◆ **THINGS TO DO**
(a) Answer these questions about the Raghav Arora interview, one line each, marked (i), (ii), (iii):
(i) In which country did Raghav Arora earn his architecture degree?
(ii) What was his most memorable moment at the Masala! Awards night?
(iii) According to him, what does designing and building homes for families require?
(b) Reproduce the Raghav Arora interview from "When you get" to "keeping people happy.", word for word.
(c) In the Raghav Arora interview, rewrite the paragraph beginning "That’s a tough question to answer" more briefly, keeping its main facts.

[[ DOCUMENT EXCERPT open ]]

Architect Raghav Arora on his win at the Masala! Awards 2011
It wouldn’t be wrong to state that Raghav Arora, 29, is the architect of his own success. He joined his family business a few years ago after his degree in architecture from the US and in the last few years, has steered the firm to great success. As director of the DRA Group, Raghav has helmed some of the most prestigious building projects in the city. His business acumen and vision fetched him the Young Achiever in Business trophy at the prestigious Masala! Awards in 2011. As Raghav takes giant strides in his field, he tells us why the lives of the people who live in a building he constructs, are far more relevant to him than its structure or style!
How did it feel winning the Masala! Young Achiever in Business award last year?
I felt humbled, inspired, proud and happy. Being honoured by such a distinguished set of jury members was what mattered the most. Having some of the leading business people in the region recognise your work and abilities gave me a lot of confidence to go forward in my career.
How important are awards to you?
When you get awarded for something, it does feel very good but it’s not something I work for or consciously try and achieve. The focus remains on doing a good job and having a great experience. If awards and recognition come along the way, it just adds to the satisfaction of working and keeping people happy.
What was your most memorable moment at the Masala! Awards’ night?
It was the moment when I was congratulated by some of my closest friends and family after receiving the award. They were there to share the happiness with me which meant a lot to me. The night was memorable all around though, from the awesome performances to some stirring speeches and a great after-party.
Of all the projects that you have worked on what was the most challenging and why?
That’s a tough question to answer; each project has its own unique challenges but I feel that designing and building homes for families requires a certain level of patience and skill that’s different from other projects. Homes for families are very complex as you have to understand the lifestyle and needs of a particular family and then translate them into a work of architecture. Every aspect of a home is customised and as a builder you have to keep your mind very open and calm while dealing with the very personal requirements of the members.

[[ DOCUMENT EXCERPT closed ]]
[[ DATA PROVIDED open ]]

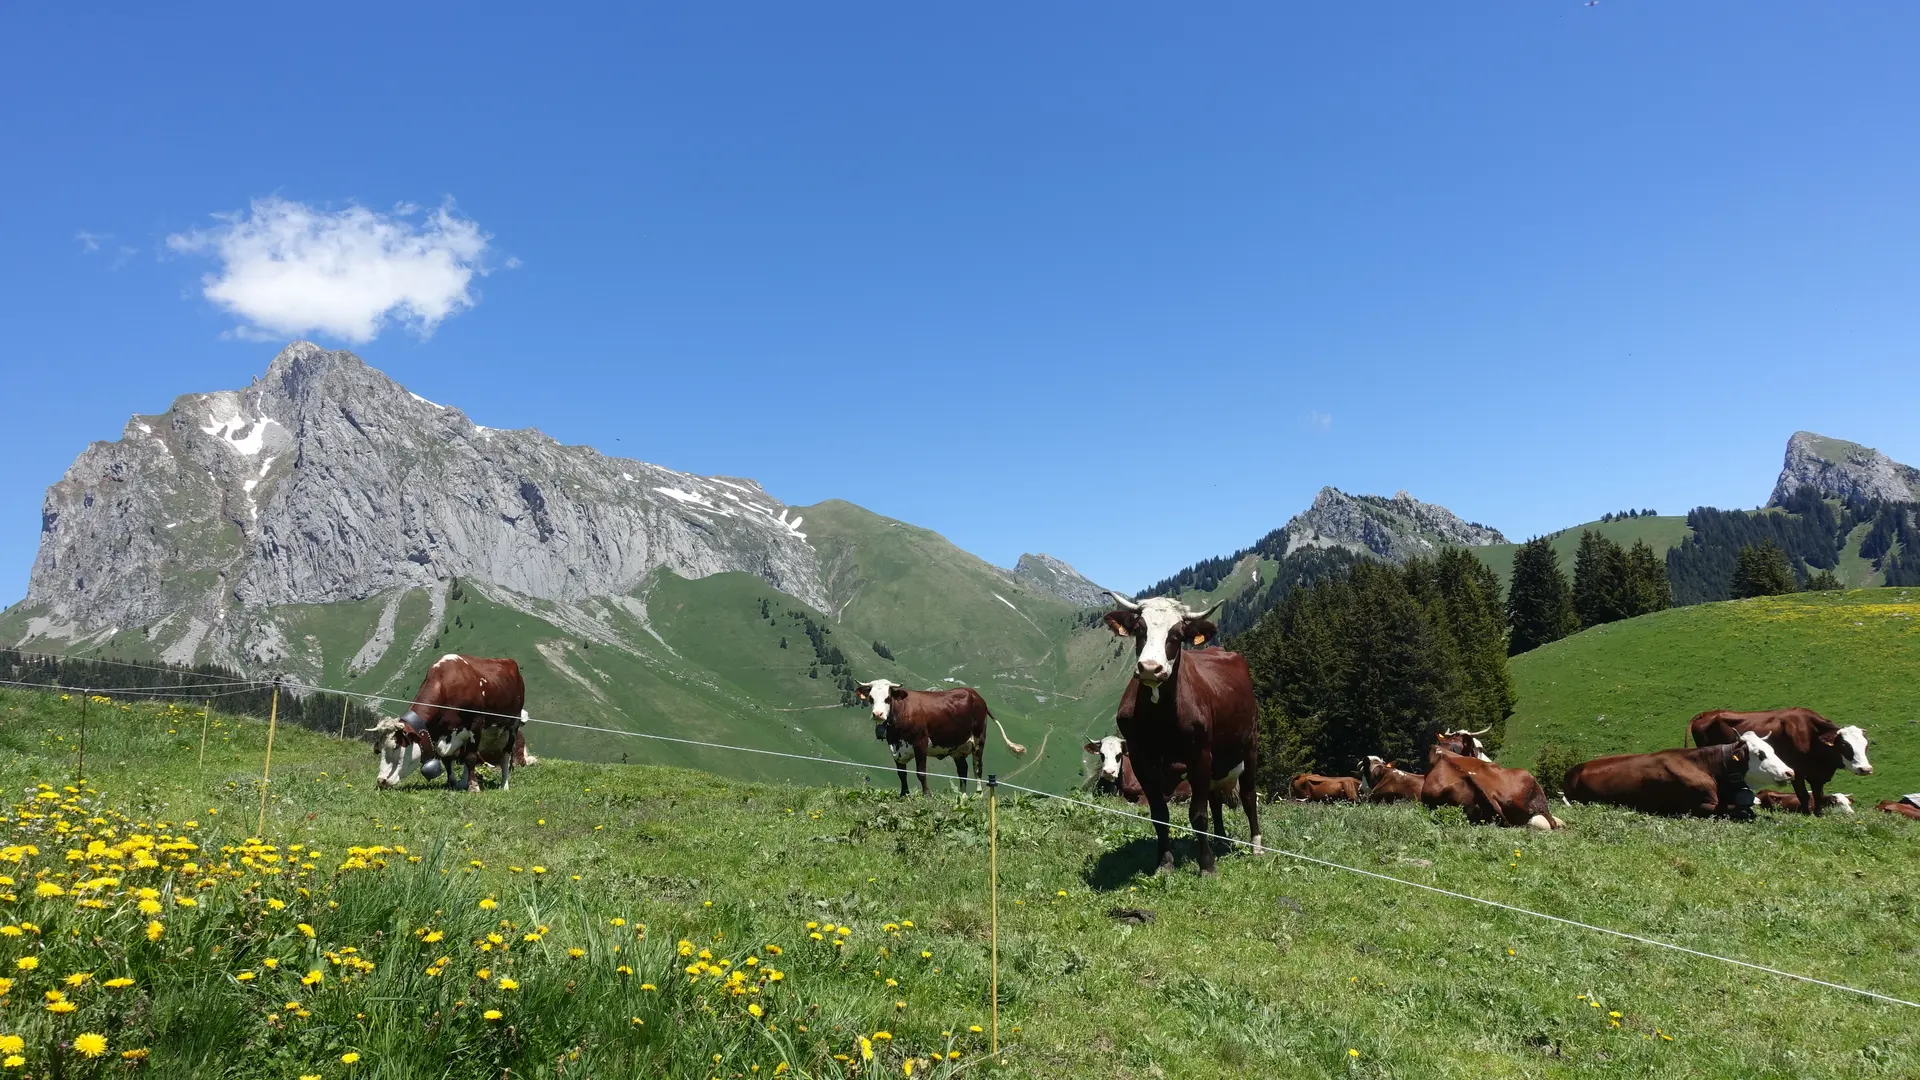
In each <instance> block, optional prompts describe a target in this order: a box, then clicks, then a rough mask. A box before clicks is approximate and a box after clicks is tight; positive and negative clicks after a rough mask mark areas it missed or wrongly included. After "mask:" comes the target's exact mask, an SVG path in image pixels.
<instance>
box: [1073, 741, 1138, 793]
mask: <svg viewBox="0 0 1920 1080" xmlns="http://www.w3.org/2000/svg"><path fill="white" fill-rule="evenodd" d="M1085 749H1087V757H1085V759H1083V761H1081V771H1083V773H1085V774H1087V778H1089V780H1094V778H1100V780H1112V782H1116V784H1117V782H1119V755H1121V753H1125V749H1127V744H1125V742H1123V740H1121V738H1119V736H1117V734H1110V736H1106V738H1102V740H1098V742H1089V744H1087V748H1085Z"/></svg>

[[ DATA PROVIDED closed ]]

◆ **RESULTS**
(a)
(i) The US.
(ii) The moment he was congratulated by some of his closest friends and family after receiving the award.
(iii) A certain level of patience and skill that is different from other projects.

(b)
When you get awarded for something, it does feel very good but it’s not something I work for or consciously try and achieve. The focus remains on doing a good job and having a great experience. If awards and recognition come along the way, it just adds to the satisfaction of working and keeping people happy.

(c) Every project has its own challenges, but designing and building family homes calls for a distinct kind of patience and skill. These homes are complex because the builder must understand a family's lifestyle and needs and turn them into architecture. Since every aspect is customized, the builder must stay open-minded and calm when handling the members' very personal requirements.